[Stored data]

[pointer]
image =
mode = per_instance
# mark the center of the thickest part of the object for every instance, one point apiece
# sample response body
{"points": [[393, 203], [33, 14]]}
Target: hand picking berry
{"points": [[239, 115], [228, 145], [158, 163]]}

[Activity] Exactly as they appear above, write out all of the lines.

[Result of the exercise]
[pointer]
image =
mode = per_instance
# mark the center of the thickest part of the object for every instance, one point apiece
# sample response body
{"points": [[393, 203], [33, 14]]}
Target: hand picking berry
{"points": [[239, 115], [228, 145], [158, 163]]}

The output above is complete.